Dataset rows:
* * *

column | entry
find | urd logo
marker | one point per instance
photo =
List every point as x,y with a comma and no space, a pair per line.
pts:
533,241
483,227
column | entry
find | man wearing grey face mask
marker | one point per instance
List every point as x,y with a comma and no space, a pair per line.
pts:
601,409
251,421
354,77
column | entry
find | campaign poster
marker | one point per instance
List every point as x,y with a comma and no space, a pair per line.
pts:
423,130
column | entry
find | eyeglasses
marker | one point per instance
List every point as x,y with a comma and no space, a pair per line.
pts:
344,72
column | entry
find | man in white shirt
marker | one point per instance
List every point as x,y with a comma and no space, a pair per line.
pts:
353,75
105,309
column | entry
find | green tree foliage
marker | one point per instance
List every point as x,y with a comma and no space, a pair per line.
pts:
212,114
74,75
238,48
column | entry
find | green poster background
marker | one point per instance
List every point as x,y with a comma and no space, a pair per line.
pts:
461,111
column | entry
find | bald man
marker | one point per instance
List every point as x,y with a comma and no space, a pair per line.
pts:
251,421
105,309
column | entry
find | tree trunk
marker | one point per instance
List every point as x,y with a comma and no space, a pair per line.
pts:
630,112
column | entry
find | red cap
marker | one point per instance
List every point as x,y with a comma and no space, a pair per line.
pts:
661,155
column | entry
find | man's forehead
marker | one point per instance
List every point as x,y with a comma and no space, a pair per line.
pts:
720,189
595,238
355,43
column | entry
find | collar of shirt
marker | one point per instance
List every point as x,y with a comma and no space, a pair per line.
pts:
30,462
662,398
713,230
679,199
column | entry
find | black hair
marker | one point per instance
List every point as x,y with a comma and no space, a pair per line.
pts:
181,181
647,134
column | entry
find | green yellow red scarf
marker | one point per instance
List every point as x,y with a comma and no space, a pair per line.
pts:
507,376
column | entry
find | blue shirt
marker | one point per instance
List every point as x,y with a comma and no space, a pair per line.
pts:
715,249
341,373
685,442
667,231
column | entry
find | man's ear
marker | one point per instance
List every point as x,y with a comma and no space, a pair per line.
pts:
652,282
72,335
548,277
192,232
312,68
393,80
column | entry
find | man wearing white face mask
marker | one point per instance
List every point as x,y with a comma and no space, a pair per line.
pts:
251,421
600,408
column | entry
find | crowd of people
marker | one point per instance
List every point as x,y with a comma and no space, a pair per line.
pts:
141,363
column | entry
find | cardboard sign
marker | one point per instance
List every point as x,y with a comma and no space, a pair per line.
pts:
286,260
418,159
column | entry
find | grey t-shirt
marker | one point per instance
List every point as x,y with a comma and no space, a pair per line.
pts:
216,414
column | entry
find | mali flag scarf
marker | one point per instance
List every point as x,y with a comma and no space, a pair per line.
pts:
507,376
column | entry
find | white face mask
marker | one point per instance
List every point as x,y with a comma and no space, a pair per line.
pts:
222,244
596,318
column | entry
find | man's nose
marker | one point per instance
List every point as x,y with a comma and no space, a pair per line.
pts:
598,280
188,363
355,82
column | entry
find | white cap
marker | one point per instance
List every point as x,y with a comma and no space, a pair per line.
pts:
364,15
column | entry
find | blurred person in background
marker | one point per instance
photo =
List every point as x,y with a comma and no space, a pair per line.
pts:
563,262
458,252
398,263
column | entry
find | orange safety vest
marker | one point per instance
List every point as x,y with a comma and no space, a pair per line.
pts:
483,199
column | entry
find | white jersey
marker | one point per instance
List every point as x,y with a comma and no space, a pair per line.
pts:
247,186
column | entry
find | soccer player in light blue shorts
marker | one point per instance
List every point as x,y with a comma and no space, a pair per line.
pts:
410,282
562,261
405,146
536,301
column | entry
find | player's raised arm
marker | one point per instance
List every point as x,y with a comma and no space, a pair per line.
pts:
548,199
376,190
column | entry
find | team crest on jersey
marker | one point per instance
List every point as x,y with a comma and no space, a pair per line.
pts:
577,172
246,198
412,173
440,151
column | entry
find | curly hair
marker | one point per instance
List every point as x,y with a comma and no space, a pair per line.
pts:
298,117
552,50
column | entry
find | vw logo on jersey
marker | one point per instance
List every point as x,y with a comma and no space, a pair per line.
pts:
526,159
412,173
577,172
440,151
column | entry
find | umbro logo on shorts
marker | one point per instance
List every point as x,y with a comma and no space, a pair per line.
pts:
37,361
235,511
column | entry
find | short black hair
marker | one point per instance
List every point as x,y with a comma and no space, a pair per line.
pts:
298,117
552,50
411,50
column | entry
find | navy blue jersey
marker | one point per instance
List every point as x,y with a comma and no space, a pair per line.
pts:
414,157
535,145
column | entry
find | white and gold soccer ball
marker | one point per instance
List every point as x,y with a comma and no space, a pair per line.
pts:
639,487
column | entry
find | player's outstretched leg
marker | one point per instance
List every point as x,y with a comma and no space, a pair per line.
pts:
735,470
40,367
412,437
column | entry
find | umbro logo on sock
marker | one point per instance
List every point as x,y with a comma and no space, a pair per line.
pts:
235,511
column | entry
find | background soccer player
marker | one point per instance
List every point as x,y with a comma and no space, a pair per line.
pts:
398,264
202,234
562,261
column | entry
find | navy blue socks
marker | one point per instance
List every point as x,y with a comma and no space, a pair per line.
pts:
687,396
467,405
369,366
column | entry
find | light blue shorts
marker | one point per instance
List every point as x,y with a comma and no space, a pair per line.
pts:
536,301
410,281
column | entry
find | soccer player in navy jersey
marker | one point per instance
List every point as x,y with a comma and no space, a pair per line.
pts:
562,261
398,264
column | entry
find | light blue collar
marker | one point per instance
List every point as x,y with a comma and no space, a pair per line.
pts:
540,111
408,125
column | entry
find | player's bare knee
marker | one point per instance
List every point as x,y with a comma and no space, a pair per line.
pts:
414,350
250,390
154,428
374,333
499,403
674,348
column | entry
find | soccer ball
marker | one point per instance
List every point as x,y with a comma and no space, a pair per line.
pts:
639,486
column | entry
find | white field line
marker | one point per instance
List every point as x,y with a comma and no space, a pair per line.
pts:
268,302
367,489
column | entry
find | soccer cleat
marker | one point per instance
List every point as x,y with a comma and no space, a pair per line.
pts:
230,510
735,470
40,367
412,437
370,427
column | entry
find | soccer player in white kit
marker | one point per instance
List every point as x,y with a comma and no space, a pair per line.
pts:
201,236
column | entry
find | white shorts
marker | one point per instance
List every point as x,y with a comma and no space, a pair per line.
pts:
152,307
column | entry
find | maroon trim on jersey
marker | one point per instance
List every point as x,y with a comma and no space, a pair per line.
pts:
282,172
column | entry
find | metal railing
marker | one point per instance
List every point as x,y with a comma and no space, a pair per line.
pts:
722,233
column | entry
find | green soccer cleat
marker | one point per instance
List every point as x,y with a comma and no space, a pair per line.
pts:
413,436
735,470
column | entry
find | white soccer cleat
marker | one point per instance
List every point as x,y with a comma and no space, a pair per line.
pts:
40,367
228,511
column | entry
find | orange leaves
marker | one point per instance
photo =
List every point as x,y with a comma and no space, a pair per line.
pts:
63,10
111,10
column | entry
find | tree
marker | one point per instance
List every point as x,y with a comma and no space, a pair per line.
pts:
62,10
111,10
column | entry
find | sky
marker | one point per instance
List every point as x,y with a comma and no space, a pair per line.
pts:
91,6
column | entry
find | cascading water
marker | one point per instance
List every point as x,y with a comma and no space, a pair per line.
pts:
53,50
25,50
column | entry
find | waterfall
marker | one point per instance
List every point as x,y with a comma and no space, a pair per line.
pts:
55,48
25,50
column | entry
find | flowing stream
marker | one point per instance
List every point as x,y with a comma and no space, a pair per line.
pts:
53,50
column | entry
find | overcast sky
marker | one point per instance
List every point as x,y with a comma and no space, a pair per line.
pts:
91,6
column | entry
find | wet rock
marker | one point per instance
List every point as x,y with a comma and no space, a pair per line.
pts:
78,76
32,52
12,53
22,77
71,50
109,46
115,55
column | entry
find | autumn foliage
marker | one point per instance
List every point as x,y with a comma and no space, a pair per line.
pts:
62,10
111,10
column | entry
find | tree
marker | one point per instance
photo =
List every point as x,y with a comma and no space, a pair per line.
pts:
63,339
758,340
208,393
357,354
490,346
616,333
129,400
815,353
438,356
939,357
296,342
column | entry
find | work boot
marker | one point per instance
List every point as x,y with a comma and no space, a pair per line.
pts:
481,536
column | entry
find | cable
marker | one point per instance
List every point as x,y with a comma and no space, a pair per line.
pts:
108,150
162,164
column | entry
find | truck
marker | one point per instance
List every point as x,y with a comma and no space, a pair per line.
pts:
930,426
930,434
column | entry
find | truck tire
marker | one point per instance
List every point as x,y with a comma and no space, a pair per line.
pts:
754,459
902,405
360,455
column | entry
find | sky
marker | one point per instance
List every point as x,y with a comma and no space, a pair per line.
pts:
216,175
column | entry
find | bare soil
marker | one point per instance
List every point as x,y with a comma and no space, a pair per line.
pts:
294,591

* * *

**Description of the task:** How many lines in the items above contain the string "logo"? Case counts. Reply with the number only.

**Solution for this task:** 4